[[ SUPPLIED MATERIAL open ]]
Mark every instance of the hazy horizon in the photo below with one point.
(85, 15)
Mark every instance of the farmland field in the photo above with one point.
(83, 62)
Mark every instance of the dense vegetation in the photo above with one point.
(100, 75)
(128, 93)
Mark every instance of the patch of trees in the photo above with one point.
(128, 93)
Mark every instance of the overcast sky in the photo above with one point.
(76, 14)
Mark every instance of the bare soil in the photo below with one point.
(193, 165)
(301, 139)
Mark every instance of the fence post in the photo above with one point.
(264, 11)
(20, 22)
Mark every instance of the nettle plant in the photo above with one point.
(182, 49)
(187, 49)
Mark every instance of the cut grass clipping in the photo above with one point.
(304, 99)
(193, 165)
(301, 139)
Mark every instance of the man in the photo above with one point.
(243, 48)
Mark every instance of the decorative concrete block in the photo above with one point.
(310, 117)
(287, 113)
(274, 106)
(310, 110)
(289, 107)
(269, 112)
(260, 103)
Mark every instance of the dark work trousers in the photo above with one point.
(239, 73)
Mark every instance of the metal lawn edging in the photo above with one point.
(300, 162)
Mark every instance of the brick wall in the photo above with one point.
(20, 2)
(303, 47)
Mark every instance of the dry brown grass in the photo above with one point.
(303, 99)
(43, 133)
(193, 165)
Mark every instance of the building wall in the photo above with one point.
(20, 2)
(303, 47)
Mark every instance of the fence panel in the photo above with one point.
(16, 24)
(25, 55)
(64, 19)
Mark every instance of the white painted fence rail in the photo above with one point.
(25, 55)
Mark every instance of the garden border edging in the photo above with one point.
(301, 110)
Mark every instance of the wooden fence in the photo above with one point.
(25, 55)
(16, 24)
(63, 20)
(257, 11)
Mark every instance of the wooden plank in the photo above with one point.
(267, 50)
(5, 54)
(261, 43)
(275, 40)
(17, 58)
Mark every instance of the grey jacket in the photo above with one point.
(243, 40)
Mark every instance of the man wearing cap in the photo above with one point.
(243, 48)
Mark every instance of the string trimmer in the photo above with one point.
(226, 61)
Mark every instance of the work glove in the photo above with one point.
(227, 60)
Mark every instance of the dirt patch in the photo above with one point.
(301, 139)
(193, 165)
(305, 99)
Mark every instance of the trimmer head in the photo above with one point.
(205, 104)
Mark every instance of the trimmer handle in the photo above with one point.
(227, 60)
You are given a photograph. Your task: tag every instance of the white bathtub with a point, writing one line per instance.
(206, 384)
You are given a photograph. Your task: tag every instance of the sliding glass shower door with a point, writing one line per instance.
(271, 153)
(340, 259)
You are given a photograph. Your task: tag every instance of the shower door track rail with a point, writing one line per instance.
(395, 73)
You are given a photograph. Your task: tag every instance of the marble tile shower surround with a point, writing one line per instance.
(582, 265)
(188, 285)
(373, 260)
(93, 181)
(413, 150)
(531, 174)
[[ SUPPLIED MATERIAL closed ]]
### DESCRIPTION OF THE TASK
Nothing but the lines from the one with "the white bathtub" through the final line of the data above should be output, exactly as written.

### COMPLETED TASK
You are given a photograph. Your task: tag every instance of the white bathtub with a point, writing one line per instance.
(206, 384)
You are given a photograph. Your task: tag every instance of the sliding glass shower door with a point, writing one line per instance.
(271, 153)
(340, 259)
You are given a photograph. Your task: tag every instance of the shower door track rail with a point, writing one line per instance.
(395, 73)
You are given a photograph. Your task: tag every instance of the marble tile shower surround with a point, writing one line per instance.
(582, 265)
(188, 285)
(373, 260)
(93, 181)
(413, 150)
(531, 174)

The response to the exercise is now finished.